= PROBLEM DESCRIPTION =
Format the rows below as a JSON array of strings, one string per line, skipping any blank lines.

= DATASET =

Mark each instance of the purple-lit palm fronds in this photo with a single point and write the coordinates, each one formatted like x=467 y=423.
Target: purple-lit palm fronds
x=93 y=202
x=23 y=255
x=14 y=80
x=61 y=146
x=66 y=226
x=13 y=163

= ANSWER TO THIS TASK =
[
  "Mark each instance of the purple-lit palm fronds in this photo with a single point and write the coordinates, each one formatted like x=467 y=423.",
  "Target: purple-lit palm fronds",
  "x=93 y=202",
  "x=23 y=255",
  "x=14 y=80",
  "x=61 y=146",
  "x=66 y=226",
  "x=13 y=163"
]